[Things to do]
1. List every person the passage about evolution and island life names by both first and last name.
2. Write what comes next in the passage about evolution and island life, starting right after its final sentence.

-- Text passage follows --

One does not need to deal only with rare and catastrophic circumstances to see evolution in action. A beautiful example has recently been observed by Martin Cody and Jacob Overton with the seeds of some daisies, which are blown by the wind to small islets off the Pacific coast of Canada. A fluffball or pappus holds the seed aloft, and its size determines, other things being equal, how far the seed is liable to be carried. Once the plants have settled on an island, their pappi become shorter, so they are less liable to be dispersed. These changes, like those of finches, have been observed within the span of a year or two.

But the most astounding example of very rapid, massive evolution relates to the more than three hundred species of cichlid fish unique to Lake Victoria. DNA studies (by Axel Meyer) have indicated that these species diverged very recently in evolutionary terms, and there is now strong geologic evidence that the lake itself is only 12,000 years old. While Darwin’s Galapagos finches evolved perhaps twenty different species over four million years, the cichlids of Lake Victoria have shown a rate of speciation more than five thousand times greater.

40

Jack London, in Uaitape, found Bora-Borans dancing ‘with strange phosphorescent flowers in their hair that pulsed and dimmed and glowed in the moonlight.’

41

Paul Theroux has called sakau (known on many islands as kava) ‘the most benign drug in the world.’ Its benignness was also stressed by Cook when he encountered it on his first visit to Tahiti (a related variety of pepper in New Zealand is now named captaincookia in his honor). Though it was described by naturalists on Cook’s first voyage, credit for its ‘discovery’ is usually given to the Forsters, the botanical father and son who accompanied Cook on his second voyage, and the plant has since been known by the name they gave it, Piper methysticum Forst.

-- Text passage concluded --
-- Material supplied follows --

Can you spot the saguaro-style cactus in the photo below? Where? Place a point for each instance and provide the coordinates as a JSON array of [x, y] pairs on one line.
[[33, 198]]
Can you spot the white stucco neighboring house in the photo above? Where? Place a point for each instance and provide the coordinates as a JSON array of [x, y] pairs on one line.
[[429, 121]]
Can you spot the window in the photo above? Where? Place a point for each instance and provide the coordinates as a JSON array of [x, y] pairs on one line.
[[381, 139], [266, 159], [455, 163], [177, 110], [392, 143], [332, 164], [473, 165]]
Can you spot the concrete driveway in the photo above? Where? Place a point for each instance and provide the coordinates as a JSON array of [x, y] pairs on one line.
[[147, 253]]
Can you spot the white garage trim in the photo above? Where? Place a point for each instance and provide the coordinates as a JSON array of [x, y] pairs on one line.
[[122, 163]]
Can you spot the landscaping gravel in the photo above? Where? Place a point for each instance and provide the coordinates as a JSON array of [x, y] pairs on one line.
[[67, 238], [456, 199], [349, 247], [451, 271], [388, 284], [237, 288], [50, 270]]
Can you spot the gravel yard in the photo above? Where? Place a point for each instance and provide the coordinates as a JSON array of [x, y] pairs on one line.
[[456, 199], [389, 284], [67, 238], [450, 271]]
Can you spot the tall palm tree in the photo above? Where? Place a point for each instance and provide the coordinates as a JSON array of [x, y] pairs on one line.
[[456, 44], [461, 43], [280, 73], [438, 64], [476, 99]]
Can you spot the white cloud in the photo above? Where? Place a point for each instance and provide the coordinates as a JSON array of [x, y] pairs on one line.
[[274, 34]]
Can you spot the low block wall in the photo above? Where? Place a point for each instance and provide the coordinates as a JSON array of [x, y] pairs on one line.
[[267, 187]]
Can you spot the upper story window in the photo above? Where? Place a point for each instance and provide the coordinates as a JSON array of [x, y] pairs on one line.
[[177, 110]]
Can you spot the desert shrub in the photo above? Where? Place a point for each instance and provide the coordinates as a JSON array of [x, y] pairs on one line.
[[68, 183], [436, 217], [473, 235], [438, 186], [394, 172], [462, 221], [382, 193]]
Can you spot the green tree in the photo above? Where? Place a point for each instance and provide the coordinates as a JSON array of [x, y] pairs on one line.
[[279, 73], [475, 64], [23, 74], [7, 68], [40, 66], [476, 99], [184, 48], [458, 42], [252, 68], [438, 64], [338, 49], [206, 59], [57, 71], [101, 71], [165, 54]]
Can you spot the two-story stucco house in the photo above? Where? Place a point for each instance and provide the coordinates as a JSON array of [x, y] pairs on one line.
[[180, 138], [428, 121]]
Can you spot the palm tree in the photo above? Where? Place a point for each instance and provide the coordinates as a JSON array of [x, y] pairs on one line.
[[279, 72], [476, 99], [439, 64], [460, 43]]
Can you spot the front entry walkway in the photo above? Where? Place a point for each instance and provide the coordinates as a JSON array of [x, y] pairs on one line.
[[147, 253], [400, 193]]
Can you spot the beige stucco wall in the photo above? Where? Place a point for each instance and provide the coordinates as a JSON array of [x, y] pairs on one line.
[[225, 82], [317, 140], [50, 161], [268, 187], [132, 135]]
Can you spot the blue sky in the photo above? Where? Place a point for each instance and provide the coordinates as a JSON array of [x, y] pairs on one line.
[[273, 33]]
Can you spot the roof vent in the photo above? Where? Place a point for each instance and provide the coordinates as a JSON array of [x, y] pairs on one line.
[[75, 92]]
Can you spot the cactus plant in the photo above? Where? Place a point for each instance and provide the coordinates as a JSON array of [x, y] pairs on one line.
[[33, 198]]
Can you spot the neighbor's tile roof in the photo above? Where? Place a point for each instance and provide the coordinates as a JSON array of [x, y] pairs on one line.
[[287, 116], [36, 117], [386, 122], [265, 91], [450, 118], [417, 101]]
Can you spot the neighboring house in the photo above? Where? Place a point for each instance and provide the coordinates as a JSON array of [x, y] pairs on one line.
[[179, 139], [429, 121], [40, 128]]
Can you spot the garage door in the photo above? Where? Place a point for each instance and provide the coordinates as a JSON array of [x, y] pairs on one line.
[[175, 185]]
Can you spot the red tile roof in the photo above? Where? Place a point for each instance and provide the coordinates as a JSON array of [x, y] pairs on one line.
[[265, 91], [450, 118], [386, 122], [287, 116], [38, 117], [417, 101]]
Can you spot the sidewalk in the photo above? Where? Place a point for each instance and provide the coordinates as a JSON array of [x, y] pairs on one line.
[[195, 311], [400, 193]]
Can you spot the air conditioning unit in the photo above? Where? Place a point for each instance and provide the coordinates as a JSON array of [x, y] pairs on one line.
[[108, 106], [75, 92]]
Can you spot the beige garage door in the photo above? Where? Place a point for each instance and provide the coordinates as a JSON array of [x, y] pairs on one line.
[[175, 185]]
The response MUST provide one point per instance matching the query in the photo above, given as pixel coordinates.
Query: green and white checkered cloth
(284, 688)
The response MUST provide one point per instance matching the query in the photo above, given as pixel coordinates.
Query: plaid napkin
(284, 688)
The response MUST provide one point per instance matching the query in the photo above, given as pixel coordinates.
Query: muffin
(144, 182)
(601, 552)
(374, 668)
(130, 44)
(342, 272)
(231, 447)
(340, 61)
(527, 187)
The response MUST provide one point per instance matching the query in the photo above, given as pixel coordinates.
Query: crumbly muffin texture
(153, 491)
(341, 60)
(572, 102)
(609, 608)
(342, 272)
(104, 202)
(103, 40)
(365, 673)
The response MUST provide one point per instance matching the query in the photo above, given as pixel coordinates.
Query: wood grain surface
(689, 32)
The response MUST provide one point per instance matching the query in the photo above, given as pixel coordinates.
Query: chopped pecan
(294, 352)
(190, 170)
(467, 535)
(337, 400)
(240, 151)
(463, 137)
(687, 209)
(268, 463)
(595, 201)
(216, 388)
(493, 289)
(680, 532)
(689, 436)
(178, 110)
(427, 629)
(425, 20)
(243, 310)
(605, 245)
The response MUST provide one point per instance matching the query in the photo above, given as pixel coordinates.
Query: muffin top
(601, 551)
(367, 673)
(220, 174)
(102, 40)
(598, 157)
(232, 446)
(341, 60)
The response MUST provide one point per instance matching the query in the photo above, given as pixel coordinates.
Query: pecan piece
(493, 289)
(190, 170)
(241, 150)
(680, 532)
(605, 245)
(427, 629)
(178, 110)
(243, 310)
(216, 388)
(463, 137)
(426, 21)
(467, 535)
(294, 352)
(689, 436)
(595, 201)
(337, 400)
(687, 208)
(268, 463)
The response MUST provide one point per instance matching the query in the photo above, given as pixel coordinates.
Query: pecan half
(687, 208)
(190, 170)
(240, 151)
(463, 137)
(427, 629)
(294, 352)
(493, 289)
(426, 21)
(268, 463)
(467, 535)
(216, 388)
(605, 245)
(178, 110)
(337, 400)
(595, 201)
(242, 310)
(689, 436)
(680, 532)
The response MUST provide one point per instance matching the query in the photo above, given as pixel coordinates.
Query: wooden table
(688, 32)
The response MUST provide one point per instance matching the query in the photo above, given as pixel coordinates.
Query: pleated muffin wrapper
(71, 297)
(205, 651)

-- Material supplied concluded --

[Answers by item number]
1. Martin Cody, Jacob Overton, Axel Meyer, Jack London, Paul Theroux

2.
An eloquent description of its effects was given by Lewin in his Phantastica; I had read this years before, as a student, and had been curious to try it myself. All is benign, stresses Lewin, if one does not overdo it:

When the mixture is not too strong, the subject attains a state of happy unconcern, well-being and contentment, free of physical or psychological excitement.…The drinker never becomes angry, unpleasant, quarrelsome or noisy, as happens with alcohol… The drinker remains master of his conscience and his reason. When consumption is excessive, however, the limbs become tired, the muscles seem no longer to respond to the orders and control of the mind, walking becomes slow and unsteady and the drinker looks partly inebriated. He feels the need to lie down. The eyes see the objects present, but cannot or do not want to identify them accurately. The ears also perceive sounds without being able or wanting to realize what they hear. Little by little, objects become vaguer and vaguer…[until] the drinker is overcome by somnolence and finally drifts off to sleep.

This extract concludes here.